• **YOUR GOAL**
In the paper on separating silver from tin silver alloy residue, which agitation rate did the results show to be efficient?
*** EXCERPT ***
Separating Silver from Tin Silver Alloy Residue: Effect of Agitation Rate

Abstract

In this paper, research on the effects of agitation rate for desilvering tin silver alloy residue by using pyrometallurgy was carried out. SnAg alloy residue with 92 wt.% tin and 3.56 wt.% silver was used in this study, and 99.999 wt.% zinc was added as metal solvent. Residues were melted to a temperature of 400 °C for enriching tin silver alloy. The obtained tin silver alloy was melted in a temperature range of 450 °C to 500 °C by adding zinc to evaluate zinc dissolution. The obtained tin silver zinc was agitated at different agitation rates for 20 min at a temperature of 480 °C, then cooled down while stirring to an eutectic point of tin zinc alloy (198.9 °C) to remove silver zinc dross. X-ray Fluorescent-1800 (XRF-1800) and Field Emission Scanning Electron Microscopy Energy Dispersive Spectroscopy (FE-SEM-EDS) analyses were performed in this research. Different factors including holding time, zinc dissolution, agitation time and agitation rate were evaluated. The results revealed that an agitation rate of 600 RPM, 25% Zn and 60 min at a temperature of 198.9 °C were efficient. Zinc silver was removed as dross every 20 min to get 92% silver separation efficiency, and the use of supergravity centrifuge is highly recommended to get best separation efficiency.

1. Introduction

Silver has wide applications in electronics, petroleum engineering, chemical and refining industries, jewelry production and alloying [1,2]. Nowadays, the major challenge is the increasing demand for precious metals and alloys while the natural metal resources are becoming exhausted [3]. According to report by Scottsdale, Bullion and Tale in 2018, the status of silver production is based on mine production and scrap. In their report, it is mentioned that there has been a deficit in silver supply since 2006, while demand is increasing due to industrial expansion. In 2018, The demand silver in jewelry increased about 39 million ounces, industrial silver demand increased at about 50 million ounces, solar cell silver demand increased about 80 million ounces, and minting coins and bars increased more than 100 million ounces [4]. A possible proposed solution is recycling. Tin lead alloys were known to be used as solder materials for packaging and interconnecting electronic components. However, due to the proved toxicity of lead and its environmental impacts, different countries have taken measures to reduce the use and release of lead into the environment with strict regulations including waste of electrical and electronic equipment (WEEE) and restriction of the use of certain hazardous substances (RoHS) [5,6]. This has resulted in the use of lead-free alloys such as tin silver copper alloy (SnAgCu), tin silver bismuth alloy (SnAgBi), tin silver zinc (SnAgZn) and tin silver alloy (SnAg) which can be applied in different areas including phosphate baths due to their physical, chemical and thermodynamic properties [7,8]. Considering all the suggested alloys, tin silver and tin silver copper alloys are excellent ones to use [5]. The increasing use of tin silver alloy increases its residue and metal waste such as tin, silver and other residues in the environment that are harmful to the human body (for example the regulatory limit for tin residue in drinking water is 0.10 mg/L while for silver it is 0.05 mg/L [9]), as well as ecosystems in general [10].
*** End of EXCERPT ***
*** RECORDS SUPPLIED ***
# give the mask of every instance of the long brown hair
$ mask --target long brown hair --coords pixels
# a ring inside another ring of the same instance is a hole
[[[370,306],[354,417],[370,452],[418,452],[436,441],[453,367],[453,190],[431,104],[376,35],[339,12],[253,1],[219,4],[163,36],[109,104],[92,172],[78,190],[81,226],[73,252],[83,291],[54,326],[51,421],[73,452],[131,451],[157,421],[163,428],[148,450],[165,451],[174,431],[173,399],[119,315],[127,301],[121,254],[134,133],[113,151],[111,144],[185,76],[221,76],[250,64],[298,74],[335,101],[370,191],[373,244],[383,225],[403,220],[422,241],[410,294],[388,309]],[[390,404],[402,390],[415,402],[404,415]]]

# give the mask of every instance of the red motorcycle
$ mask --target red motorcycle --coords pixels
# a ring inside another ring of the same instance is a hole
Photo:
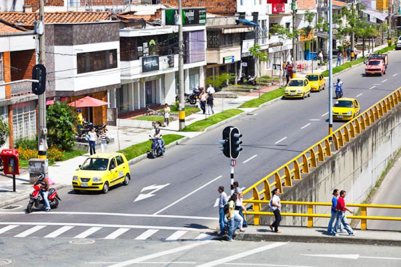
[[[34,185],[35,189],[30,195],[31,199],[27,207],[27,211],[30,213],[32,212],[32,208],[35,204],[35,207],[37,208],[43,208],[45,207],[45,200],[41,194],[42,187],[39,184]],[[61,199],[57,194],[57,190],[55,188],[50,188],[49,189],[49,194],[48,195],[49,202],[50,203],[50,208],[52,209],[57,208],[59,206],[59,200]]]

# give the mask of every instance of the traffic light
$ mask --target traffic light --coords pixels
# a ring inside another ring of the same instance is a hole
[[[224,155],[228,158],[230,157],[230,132],[232,127],[228,126],[224,128],[223,130],[223,140],[219,141],[219,143],[223,145],[220,149],[223,151]]]
[[[233,159],[236,159],[240,155],[240,151],[242,150],[241,144],[242,141],[240,138],[242,135],[237,127],[231,128],[230,131],[230,156]]]
[[[39,83],[32,83],[32,93],[42,95],[46,90],[46,68],[42,64],[36,64],[32,68],[32,80],[37,80]]]

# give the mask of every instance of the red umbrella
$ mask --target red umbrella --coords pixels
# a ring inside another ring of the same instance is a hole
[[[81,99],[78,99],[68,104],[71,107],[77,108],[84,108],[85,107],[101,107],[110,104],[102,100],[99,100],[90,96],[86,96]]]

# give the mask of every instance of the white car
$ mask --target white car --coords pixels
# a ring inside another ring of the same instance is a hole
[[[398,50],[398,49],[401,49],[401,36],[398,38],[398,40],[397,41],[397,45],[395,47],[396,50]]]

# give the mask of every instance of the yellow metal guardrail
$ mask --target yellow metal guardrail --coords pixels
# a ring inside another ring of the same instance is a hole
[[[244,203],[252,203],[254,204],[254,211],[248,211],[247,214],[253,215],[254,220],[257,220],[258,224],[254,222],[254,224],[259,225],[259,217],[261,215],[274,215],[273,212],[260,211],[260,206],[262,204],[268,204],[269,200],[254,200],[251,199],[244,199]],[[282,212],[282,216],[293,216],[297,217],[307,217],[307,227],[313,227],[313,218],[315,217],[321,218],[330,218],[331,214],[315,214],[313,213],[314,206],[331,206],[331,203],[329,202],[304,202],[304,201],[281,201],[281,204],[284,205],[301,205],[308,206],[307,213],[295,213],[291,212]],[[349,219],[360,219],[361,230],[367,229],[367,220],[397,220],[401,221],[401,217],[380,217],[378,216],[367,216],[367,208],[395,208],[401,209],[401,206],[395,205],[376,205],[373,204],[347,204],[347,207],[358,207],[361,208],[360,215],[348,215]]]
[[[324,161],[325,157],[332,155],[332,144],[334,151],[338,150],[346,142],[349,142],[351,138],[355,138],[362,131],[401,102],[400,90],[401,88],[397,89],[358,116],[344,124],[332,134],[326,136],[246,189],[244,191],[244,195],[252,191],[252,197],[249,199],[244,198],[244,202],[261,200],[262,199],[270,200],[273,188],[280,188],[280,191],[283,192],[283,188],[292,186],[293,180],[302,179],[304,174],[309,173],[310,167],[317,167],[318,162]],[[272,177],[274,177],[274,181],[270,183],[269,179]],[[259,212],[260,210],[260,203],[253,202],[253,209],[255,212]],[[248,214],[252,214],[251,212],[250,211]],[[254,223],[259,225],[259,216],[255,217]]]

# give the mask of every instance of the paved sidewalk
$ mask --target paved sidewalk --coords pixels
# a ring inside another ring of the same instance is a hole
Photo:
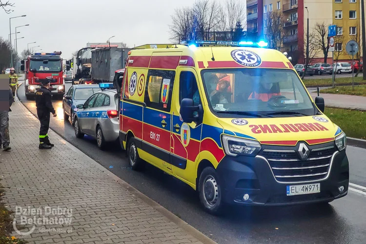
*** End of RECORDS SUPPLIED ***
• **OUTPUT BELOW**
600 RPM